> **Directive**
Update the entries from the line with "Query: forested valley" up to and including the line with "Give the mask of the forested" by changing "forested valley" to "wooded valley" and leaving everything else as is. Return only those lines.

> **Records**
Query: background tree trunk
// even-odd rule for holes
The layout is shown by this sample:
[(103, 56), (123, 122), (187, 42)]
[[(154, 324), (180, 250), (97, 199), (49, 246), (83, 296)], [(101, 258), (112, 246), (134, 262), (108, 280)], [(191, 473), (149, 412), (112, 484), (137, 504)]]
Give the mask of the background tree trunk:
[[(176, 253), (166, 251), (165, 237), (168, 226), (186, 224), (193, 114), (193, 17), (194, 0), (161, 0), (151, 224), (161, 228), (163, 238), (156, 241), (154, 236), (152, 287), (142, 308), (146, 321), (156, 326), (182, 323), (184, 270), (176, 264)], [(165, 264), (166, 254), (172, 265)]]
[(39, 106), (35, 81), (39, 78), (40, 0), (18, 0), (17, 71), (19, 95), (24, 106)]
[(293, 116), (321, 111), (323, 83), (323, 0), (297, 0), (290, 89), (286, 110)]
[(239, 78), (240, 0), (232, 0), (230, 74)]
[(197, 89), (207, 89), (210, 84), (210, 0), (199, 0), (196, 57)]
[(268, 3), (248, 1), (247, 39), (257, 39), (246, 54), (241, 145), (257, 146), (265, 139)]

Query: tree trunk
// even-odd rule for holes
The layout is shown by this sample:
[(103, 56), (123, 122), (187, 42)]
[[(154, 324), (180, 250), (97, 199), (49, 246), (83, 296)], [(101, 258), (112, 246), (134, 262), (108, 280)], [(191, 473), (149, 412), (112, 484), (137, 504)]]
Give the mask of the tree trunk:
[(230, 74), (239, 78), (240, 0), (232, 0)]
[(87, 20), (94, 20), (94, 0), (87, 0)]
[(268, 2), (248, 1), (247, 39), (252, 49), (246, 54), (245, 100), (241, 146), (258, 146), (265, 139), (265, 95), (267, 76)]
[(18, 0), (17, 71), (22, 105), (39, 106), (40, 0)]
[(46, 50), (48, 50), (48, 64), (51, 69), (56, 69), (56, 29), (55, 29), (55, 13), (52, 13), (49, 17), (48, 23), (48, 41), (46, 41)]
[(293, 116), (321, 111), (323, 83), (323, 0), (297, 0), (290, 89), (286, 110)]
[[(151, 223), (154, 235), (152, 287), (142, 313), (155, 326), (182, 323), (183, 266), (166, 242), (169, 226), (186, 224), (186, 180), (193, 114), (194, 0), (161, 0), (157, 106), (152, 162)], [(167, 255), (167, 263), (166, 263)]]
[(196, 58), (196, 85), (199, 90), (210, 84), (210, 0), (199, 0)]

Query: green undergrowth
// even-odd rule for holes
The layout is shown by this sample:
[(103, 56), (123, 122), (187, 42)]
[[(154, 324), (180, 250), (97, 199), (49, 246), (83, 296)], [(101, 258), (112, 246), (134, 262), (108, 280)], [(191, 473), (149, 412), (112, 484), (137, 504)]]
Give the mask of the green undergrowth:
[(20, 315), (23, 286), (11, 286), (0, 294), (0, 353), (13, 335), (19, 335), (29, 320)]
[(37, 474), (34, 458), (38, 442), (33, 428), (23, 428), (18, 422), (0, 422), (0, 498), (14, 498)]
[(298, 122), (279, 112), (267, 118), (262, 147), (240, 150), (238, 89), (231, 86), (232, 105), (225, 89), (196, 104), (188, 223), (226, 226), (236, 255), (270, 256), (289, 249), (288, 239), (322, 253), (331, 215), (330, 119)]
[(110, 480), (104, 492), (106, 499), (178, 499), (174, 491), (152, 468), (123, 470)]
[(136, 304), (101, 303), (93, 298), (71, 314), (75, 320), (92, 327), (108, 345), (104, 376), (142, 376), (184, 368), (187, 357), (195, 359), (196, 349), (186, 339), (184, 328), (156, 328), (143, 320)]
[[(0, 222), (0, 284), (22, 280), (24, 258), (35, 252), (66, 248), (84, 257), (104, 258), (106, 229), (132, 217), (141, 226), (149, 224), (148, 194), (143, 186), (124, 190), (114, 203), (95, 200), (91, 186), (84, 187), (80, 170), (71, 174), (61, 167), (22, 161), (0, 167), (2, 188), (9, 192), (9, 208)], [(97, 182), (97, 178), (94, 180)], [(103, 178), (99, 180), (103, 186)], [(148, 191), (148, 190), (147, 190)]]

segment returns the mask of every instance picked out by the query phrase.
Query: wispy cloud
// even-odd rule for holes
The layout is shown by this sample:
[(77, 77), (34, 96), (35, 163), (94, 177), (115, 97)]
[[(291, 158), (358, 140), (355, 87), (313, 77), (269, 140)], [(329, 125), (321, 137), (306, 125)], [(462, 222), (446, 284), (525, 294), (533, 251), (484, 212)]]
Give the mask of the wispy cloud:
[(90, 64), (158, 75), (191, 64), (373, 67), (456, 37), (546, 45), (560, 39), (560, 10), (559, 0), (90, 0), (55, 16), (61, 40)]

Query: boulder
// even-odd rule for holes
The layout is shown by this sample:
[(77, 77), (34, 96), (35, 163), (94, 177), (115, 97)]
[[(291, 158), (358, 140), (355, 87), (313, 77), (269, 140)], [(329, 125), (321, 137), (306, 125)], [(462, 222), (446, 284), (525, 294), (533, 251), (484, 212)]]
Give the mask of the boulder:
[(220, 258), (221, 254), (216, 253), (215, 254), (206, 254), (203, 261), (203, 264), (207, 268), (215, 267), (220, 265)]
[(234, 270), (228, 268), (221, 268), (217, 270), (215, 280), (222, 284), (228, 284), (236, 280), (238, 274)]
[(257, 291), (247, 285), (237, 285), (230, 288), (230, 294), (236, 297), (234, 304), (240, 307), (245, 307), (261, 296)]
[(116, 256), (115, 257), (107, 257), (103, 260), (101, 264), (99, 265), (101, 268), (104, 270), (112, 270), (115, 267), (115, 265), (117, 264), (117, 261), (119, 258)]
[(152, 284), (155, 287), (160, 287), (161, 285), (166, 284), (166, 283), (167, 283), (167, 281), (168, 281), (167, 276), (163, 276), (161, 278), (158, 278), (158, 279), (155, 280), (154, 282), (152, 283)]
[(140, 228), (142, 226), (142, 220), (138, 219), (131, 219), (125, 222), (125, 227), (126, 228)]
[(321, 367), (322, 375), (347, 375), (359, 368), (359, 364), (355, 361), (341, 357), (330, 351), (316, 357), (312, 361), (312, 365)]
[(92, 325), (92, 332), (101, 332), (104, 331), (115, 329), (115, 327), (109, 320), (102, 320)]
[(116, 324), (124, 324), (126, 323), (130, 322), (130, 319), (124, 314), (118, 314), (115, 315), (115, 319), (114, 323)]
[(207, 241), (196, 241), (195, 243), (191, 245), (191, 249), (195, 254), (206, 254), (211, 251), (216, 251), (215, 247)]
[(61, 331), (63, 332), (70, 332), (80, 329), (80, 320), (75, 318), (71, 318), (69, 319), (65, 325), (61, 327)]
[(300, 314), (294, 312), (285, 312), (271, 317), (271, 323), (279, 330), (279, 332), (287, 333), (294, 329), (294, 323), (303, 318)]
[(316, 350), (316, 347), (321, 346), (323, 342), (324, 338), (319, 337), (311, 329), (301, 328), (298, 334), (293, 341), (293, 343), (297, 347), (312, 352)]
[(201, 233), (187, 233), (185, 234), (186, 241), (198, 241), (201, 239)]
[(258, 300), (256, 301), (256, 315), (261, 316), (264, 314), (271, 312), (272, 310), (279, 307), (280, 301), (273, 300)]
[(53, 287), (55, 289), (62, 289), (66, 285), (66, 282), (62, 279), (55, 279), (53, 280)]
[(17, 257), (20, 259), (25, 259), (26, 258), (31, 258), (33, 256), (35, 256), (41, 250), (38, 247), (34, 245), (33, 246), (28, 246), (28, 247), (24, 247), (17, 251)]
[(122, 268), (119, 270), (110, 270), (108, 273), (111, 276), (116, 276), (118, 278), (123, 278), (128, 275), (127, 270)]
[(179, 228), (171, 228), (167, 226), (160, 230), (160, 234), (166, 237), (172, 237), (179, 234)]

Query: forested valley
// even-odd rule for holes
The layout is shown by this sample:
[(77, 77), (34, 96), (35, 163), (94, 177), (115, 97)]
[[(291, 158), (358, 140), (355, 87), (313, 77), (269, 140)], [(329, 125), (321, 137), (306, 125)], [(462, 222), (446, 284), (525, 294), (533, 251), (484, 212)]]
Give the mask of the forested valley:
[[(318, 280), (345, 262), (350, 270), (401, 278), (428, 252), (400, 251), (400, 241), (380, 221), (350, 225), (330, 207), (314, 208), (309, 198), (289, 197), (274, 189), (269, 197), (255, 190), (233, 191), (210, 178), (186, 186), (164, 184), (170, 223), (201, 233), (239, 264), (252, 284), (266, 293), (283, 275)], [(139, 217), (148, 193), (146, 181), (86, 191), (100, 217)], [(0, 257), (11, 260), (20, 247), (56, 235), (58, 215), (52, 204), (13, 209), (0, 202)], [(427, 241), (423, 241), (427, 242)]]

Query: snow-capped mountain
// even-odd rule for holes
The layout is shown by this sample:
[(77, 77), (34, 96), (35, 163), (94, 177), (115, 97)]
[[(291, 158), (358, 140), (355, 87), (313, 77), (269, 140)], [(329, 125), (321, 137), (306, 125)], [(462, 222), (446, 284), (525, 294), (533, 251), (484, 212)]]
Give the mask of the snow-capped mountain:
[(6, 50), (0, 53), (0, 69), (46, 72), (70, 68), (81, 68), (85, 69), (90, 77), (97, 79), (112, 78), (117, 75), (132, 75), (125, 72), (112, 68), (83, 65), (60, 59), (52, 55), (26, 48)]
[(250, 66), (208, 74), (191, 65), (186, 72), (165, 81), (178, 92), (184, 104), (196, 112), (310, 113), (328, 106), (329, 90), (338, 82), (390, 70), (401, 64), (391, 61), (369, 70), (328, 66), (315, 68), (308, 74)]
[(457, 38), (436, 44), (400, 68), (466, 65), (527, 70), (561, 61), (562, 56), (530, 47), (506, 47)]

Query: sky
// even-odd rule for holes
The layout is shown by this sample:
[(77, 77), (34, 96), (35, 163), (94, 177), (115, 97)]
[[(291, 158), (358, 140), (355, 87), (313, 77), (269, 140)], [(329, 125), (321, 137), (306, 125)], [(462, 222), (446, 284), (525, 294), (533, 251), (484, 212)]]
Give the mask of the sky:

> **Exercise result**
Query: wooded valley
// even-odd rule for holes
The layout is shown by this sample:
[(77, 77), (34, 96), (35, 163), (94, 177), (115, 97)]
[[(291, 158), (358, 140), (355, 87), (313, 77), (269, 140)], [(329, 125), (321, 137), (306, 125)], [(462, 222), (446, 284), (525, 294), (533, 251), (484, 212)]]
Give the mask of the wooded valley:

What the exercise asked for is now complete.